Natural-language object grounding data
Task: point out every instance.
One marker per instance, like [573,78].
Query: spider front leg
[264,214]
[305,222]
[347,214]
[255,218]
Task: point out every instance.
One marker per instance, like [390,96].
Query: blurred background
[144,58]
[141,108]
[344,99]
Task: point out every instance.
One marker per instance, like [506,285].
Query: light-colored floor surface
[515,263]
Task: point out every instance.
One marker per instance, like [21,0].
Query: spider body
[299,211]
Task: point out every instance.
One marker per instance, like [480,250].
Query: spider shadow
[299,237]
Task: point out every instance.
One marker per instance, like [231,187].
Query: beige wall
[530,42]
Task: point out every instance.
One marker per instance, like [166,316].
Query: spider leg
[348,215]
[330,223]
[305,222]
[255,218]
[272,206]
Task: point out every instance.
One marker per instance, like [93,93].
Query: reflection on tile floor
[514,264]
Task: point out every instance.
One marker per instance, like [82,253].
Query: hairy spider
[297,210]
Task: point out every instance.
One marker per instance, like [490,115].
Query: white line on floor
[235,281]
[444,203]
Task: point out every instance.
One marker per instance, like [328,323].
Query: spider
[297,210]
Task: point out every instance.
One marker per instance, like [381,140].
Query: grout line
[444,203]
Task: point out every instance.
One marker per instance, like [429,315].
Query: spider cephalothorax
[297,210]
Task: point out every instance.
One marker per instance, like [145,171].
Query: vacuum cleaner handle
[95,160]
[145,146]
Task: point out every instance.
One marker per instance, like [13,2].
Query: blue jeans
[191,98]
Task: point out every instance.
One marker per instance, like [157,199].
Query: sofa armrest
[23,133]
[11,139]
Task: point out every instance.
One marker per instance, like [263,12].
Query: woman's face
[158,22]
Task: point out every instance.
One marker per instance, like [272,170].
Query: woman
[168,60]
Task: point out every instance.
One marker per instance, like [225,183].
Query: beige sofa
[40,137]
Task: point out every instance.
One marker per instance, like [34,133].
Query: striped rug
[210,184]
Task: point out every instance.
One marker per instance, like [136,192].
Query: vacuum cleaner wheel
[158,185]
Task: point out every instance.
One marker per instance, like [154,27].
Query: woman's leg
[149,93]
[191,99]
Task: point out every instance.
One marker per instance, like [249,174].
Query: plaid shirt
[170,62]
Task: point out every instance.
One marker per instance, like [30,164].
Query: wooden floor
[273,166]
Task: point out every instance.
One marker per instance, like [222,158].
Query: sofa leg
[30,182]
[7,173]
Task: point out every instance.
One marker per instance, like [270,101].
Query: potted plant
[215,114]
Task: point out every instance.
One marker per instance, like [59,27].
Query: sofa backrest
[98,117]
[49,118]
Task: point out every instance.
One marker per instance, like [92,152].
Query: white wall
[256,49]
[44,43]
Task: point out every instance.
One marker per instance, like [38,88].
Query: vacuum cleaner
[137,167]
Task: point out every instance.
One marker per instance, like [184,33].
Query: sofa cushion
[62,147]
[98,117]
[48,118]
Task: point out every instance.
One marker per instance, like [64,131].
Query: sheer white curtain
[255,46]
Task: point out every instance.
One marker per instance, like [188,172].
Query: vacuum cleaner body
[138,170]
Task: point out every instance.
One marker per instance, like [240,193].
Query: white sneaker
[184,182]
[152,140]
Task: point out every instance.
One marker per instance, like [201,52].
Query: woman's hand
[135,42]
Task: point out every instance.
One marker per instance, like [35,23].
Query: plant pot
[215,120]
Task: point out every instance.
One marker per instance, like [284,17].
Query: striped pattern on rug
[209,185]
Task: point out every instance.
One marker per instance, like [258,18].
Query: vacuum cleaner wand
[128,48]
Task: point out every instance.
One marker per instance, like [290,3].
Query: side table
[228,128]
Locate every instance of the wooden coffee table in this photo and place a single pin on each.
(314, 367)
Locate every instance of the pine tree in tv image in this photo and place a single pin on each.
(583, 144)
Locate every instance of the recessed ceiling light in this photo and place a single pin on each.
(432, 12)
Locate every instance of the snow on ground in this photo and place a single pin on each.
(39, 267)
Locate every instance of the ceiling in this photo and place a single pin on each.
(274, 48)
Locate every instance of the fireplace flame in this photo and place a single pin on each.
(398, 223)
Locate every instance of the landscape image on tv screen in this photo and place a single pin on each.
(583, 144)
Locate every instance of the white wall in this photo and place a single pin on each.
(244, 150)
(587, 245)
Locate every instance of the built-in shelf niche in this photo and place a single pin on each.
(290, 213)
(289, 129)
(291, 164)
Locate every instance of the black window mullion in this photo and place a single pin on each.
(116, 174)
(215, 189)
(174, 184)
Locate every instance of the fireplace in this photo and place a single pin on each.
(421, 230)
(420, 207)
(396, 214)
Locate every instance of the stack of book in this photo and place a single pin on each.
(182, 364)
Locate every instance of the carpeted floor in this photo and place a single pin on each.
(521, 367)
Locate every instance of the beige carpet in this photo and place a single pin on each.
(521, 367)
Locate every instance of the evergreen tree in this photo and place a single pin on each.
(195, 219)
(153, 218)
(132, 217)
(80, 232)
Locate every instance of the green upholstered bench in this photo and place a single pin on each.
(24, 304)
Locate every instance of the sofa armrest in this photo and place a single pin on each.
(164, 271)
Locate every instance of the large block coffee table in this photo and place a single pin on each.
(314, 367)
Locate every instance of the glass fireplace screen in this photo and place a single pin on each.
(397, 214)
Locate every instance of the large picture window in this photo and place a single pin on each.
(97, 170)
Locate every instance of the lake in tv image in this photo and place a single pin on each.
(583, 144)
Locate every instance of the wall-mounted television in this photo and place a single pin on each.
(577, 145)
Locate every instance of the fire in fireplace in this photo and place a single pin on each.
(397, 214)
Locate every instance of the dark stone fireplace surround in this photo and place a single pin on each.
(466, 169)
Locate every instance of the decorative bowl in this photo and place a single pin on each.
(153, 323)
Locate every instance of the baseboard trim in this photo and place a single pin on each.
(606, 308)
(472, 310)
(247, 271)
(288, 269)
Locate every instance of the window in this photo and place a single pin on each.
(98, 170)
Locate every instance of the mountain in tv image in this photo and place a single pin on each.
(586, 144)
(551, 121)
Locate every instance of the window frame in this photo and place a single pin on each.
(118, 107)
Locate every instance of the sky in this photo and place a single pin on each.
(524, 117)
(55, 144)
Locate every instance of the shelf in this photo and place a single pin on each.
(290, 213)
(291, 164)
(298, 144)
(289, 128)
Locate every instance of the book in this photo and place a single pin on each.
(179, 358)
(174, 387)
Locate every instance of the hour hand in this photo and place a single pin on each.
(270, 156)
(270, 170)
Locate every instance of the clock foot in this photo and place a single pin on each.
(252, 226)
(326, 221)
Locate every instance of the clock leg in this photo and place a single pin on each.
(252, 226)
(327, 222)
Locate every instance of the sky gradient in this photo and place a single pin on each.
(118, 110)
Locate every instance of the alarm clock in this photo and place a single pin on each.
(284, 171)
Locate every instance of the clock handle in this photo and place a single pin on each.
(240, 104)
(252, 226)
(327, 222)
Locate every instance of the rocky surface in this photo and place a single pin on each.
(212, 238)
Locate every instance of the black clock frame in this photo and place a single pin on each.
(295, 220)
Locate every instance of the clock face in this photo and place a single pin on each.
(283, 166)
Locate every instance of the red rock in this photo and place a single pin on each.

> **PROBLEM REQUIREMENTS**
Look through the entries above and quote exactly the lines from the line with "One marker per instance, like [222,158]." to the line with "One marker per instance, like [258,18].", counting both of those lines.

> **EXERCISE OUTPUT**
One marker per instance, like [222,158].
Query: sofa leg
[30,182]
[7,173]
Task: point out every instance.
One marker per instance, like [270,101].
Query: potted plant
[215,114]
Task: point out every instance.
One marker per instance, like [59,27].
Query: sofa backrest
[98,117]
[49,118]
Task: point out every instance.
One marker per instance, like [92,152].
Query: white wall
[256,49]
[44,43]
Task: point out every instance.
One marker per instance, like [38,88].
Query: vacuum cleaner
[137,167]
Task: point out every instance.
One marker per instance, like [184,33].
Query: sofa cushion
[62,147]
[98,117]
[48,118]
Task: point out every instance.
One marker per instance, like [64,131].
Query: sheer white curtain
[255,46]
Task: point out every instance.
One marker per instance, like [188,172].
Query: vacuum cleaner body
[138,170]
Task: point out every instance.
One marker per instance, like [240,193].
Query: white sneaker
[184,182]
[152,140]
Task: point out every instance.
One marker per instance, like [201,52].
Query: woman's hand
[135,42]
Task: point out every instance.
One marker per instance, like [35,23].
Query: plant pot
[215,120]
Task: point out every instance.
One marker per instance, like [284,17].
Query: striped pattern on rug
[209,185]
Task: point out every instance.
One marker per instance, like [258,18].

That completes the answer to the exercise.